• _Written request_
Transcribe the passage on TCU cheers from "What’ll we talk" to "with a microphone.".

[start Text shown]

F-R, O-G-S, F-I, G-H-T
Purple, White
Fight, Fight, Fight!
Victory, victory,
Right, right, right!
Rah, Rah TCU, Rah Rah TCU!
F-R, O-G-S, F-I, G-H-T

“That’s what everybody learned in the ’50s,” Young says. “It would go with the fight song and everybody would do it — the west side as well as the east side. It died in the ’70s, but picked up again in the ’80s, in part due to Frog Camp, and it’s back now.”
Another cheer revived at Frog Camps in the 1990s was “Icky Dicky
Doo-Wah.”

Icky, dicky doo-wah (repeat)
What’ll we talk about
The mighty mighty Horned Frogs
Gonna beat the (insert rival team here)
Umm kick one,
Umm kick two,
Umm kick three,
Umm kick four.

Young says the cheer was first used at a 1965 pep rally when the squad invited Fort Worth’s I.M. Terrell High School to do a cheer. While it was never used at games, the cheer was popular at pep rallies and Frog Camps, when Young would lead the cheer with a microphone.
“It’s so silly that it really works,” Young says. “To this day, people who graduated 20 years ago come up to me and say ‘There’s that Icky Dicky Doo Wah man.’ ”
From time to time, TCU administrators have intervened to edit cheers. For example, Young remembered back in the 1960s when a “mike man” did the cheer “Kill ’em Frogs,” the administration was not amused and sent word to kill the cheer.
It wasn’t until the 1970s that cheerleaders were allowed to say the line “Give ’em Hell” in “Riff Ram.” Up to then, the line was “Let her go.”

[end Text shown]
[start Information given]

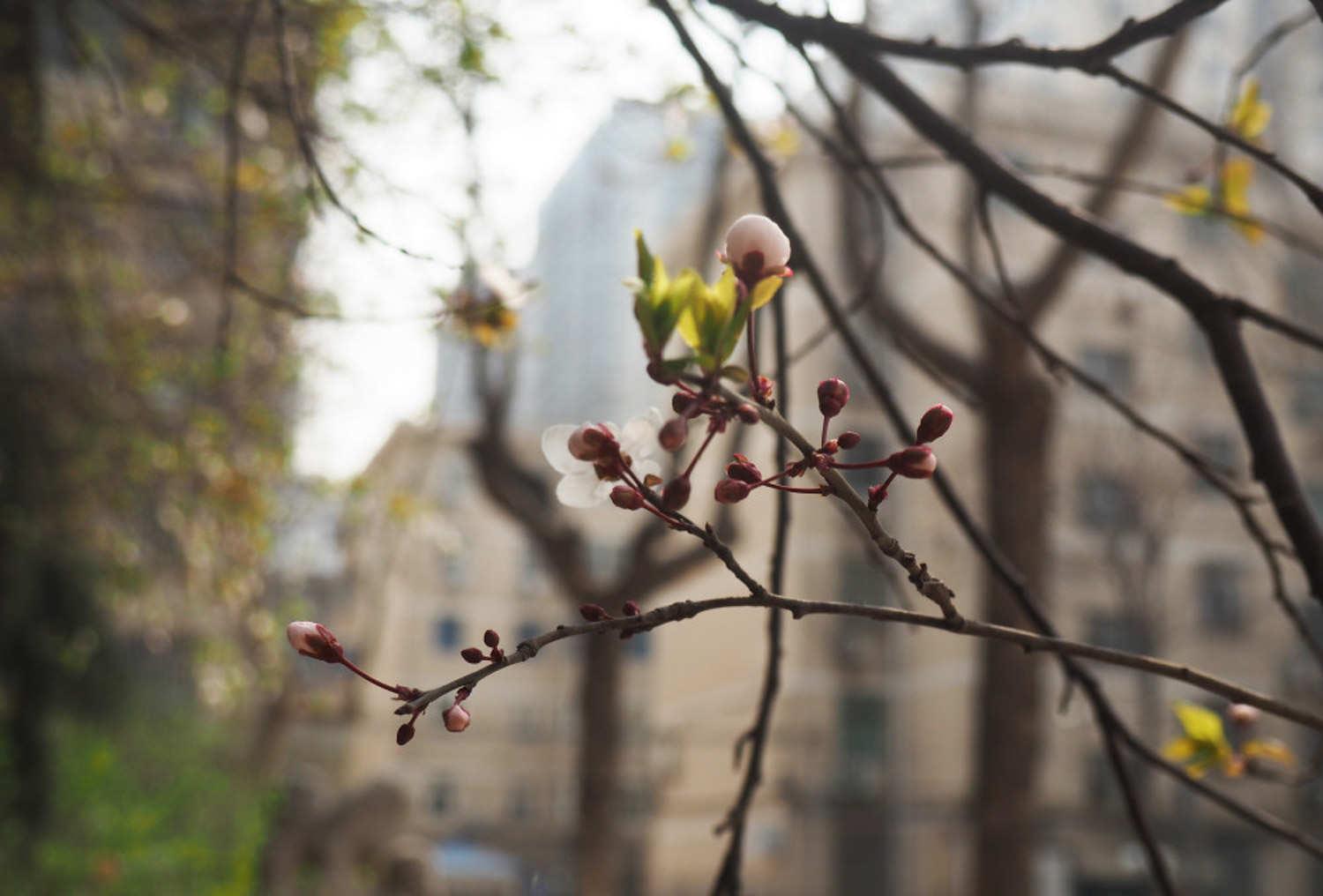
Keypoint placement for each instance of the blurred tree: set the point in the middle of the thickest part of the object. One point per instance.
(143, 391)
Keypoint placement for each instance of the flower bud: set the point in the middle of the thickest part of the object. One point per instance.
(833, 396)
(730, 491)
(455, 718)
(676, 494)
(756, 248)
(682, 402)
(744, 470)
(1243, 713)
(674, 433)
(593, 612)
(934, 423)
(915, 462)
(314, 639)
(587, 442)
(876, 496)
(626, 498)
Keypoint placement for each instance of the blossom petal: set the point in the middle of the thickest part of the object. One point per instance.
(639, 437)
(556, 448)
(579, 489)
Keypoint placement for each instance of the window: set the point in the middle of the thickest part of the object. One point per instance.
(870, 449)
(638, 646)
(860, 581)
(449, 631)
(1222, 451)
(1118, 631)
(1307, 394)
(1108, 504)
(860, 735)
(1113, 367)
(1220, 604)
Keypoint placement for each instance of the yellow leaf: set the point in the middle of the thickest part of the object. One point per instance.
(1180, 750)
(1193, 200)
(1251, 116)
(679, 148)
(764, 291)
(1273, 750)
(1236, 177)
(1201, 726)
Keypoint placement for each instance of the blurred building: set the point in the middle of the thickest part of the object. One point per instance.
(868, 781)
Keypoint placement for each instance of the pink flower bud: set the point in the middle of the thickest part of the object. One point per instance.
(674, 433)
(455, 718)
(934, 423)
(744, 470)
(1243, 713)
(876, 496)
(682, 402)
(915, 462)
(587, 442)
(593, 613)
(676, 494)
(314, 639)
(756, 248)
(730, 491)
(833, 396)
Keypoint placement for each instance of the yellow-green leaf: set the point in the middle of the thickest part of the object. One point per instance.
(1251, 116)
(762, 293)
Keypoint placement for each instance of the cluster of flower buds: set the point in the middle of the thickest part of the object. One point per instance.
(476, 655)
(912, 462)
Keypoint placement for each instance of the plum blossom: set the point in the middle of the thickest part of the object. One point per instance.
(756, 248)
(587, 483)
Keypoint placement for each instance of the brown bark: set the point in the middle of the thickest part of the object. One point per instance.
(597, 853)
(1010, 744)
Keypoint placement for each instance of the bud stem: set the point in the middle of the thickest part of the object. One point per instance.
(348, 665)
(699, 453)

[end Information given]
[start Information given]

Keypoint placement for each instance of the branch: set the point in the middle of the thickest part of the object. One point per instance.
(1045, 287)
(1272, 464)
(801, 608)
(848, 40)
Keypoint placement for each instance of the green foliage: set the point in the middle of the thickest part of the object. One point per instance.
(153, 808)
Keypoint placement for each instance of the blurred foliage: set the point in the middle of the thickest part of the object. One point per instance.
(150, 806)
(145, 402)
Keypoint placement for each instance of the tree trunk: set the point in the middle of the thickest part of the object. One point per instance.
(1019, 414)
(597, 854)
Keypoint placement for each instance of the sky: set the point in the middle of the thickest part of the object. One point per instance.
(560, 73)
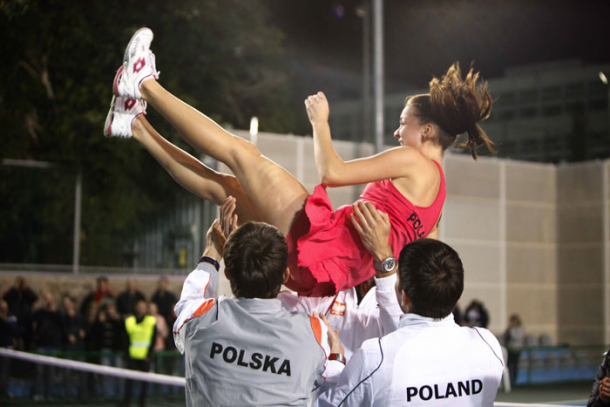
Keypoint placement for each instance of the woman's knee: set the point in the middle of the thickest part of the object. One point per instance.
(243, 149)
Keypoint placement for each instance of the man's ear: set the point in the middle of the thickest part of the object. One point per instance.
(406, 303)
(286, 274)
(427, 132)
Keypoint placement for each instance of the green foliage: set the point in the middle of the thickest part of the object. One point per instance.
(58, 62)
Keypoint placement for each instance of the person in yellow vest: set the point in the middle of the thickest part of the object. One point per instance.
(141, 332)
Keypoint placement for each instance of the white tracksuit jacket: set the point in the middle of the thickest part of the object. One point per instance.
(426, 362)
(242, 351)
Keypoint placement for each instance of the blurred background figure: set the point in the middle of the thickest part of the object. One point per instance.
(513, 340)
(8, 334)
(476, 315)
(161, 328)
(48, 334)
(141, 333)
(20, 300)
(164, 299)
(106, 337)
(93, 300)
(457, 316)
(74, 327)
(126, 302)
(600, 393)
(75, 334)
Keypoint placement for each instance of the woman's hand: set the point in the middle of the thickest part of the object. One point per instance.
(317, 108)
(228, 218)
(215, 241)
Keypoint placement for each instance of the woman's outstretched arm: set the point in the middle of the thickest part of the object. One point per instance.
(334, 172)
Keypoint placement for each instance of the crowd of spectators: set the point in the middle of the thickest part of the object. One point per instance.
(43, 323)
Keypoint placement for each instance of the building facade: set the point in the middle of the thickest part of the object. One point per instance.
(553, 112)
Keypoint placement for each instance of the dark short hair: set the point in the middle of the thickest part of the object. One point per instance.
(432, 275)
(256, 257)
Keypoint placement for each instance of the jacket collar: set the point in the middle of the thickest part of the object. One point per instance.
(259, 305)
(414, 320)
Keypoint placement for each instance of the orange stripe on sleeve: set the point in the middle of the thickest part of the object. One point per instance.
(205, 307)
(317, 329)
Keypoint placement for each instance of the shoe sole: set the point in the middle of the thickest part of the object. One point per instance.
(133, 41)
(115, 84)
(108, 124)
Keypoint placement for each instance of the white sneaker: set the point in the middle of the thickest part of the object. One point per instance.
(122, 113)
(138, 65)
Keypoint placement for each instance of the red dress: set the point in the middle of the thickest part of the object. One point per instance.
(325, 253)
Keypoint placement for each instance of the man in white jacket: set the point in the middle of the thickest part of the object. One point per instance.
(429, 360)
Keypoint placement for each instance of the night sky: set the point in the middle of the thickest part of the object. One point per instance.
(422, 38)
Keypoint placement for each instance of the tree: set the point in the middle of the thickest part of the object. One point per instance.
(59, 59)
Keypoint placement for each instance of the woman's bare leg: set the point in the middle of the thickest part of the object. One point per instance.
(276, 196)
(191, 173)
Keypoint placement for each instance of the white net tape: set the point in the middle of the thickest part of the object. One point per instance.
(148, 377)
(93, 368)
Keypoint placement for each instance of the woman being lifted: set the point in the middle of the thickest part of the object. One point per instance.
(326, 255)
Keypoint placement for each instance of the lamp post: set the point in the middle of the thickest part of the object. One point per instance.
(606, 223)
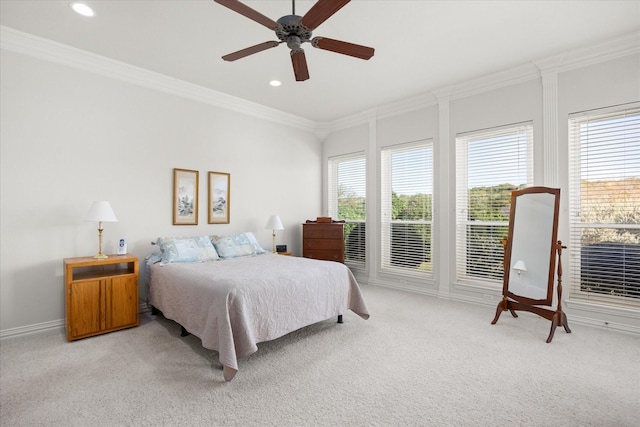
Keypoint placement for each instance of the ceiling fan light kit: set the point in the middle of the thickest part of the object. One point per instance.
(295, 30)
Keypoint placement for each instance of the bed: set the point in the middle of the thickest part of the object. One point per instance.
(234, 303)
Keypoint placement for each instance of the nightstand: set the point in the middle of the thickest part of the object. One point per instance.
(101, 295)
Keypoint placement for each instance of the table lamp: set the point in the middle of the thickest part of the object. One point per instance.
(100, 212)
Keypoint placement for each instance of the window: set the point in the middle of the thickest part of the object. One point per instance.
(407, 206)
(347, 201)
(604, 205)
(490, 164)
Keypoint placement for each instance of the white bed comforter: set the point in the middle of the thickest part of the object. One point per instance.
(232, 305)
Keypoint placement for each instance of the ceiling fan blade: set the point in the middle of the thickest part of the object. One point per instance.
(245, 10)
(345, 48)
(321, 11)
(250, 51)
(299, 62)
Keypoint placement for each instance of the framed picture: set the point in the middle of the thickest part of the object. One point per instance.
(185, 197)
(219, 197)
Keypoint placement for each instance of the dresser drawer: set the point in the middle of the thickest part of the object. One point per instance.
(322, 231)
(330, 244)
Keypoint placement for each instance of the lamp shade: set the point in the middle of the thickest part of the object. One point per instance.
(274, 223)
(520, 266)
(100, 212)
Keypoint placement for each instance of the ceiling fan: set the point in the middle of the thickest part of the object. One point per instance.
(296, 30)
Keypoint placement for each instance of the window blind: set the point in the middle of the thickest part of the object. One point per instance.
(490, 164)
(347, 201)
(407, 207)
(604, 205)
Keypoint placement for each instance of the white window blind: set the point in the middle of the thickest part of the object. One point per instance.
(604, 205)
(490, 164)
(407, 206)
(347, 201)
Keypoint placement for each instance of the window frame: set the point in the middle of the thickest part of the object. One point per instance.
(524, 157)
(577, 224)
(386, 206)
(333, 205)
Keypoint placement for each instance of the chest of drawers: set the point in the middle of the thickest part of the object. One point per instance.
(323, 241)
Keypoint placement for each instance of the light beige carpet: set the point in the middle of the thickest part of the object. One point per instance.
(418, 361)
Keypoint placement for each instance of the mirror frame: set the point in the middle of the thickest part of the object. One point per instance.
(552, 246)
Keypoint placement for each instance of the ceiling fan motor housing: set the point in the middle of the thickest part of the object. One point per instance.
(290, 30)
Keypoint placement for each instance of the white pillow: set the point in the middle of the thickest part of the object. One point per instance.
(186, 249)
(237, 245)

[end Information given]
[start Information given]

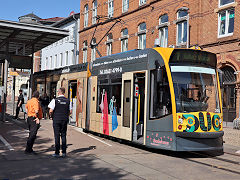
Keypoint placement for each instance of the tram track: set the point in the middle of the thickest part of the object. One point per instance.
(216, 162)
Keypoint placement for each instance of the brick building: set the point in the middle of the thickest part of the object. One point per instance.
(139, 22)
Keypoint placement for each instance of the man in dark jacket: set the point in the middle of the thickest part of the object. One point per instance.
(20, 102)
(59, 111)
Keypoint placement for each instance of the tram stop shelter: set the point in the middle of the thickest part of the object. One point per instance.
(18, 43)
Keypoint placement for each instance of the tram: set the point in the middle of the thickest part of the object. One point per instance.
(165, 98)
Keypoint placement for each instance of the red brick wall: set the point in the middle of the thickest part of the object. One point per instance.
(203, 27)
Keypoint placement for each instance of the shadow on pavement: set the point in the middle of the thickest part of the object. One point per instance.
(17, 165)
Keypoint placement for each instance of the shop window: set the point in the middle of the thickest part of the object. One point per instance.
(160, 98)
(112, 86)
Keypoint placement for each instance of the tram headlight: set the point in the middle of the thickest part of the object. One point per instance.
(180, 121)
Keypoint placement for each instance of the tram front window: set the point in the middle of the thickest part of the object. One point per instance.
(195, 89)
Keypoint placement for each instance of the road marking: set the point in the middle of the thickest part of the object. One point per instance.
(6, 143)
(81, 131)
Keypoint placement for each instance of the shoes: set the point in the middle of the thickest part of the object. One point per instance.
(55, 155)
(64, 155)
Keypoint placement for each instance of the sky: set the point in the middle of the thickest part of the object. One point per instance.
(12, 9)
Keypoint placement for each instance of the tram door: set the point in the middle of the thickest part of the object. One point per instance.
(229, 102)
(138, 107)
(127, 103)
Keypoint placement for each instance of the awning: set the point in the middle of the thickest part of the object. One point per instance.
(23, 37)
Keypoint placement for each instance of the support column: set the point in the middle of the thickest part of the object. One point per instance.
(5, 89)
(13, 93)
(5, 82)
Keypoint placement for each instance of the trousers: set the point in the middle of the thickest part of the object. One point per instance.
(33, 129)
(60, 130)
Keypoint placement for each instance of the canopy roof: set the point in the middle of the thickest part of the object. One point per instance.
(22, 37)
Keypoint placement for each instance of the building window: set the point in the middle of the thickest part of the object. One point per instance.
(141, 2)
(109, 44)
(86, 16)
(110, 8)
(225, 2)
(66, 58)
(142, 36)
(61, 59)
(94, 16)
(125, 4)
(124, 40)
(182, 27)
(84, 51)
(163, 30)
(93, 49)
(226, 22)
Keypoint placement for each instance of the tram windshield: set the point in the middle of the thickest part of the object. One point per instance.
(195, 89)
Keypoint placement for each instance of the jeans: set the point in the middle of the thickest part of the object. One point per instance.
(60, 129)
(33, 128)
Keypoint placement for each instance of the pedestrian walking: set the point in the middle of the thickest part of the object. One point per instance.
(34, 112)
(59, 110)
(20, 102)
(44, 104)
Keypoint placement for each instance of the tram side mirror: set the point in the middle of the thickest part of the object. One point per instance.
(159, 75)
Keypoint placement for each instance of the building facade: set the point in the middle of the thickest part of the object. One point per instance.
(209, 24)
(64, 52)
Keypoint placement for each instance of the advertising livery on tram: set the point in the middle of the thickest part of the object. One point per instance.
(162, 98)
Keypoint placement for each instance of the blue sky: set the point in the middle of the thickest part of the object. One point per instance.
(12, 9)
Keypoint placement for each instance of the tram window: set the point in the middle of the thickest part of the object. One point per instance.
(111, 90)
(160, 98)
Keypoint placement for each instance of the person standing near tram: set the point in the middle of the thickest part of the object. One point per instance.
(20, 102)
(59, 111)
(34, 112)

[end Information given]

• _Written answer_
What’ll we talk about
The mighty mighty Horned Frogs
Gonna beat the (insert rival team here)
Umm kick one,
Umm kick two,
Umm kick three,
Umm kick four.

Young says the cheer was first used at a 1965 pep rally when the squad invited Fort Worth’s I.M. Terrell High School to do a cheer. While it was never used at games, the cheer was popular at pep rallies and Frog Camps, when Young would lead the cheer with a microphone.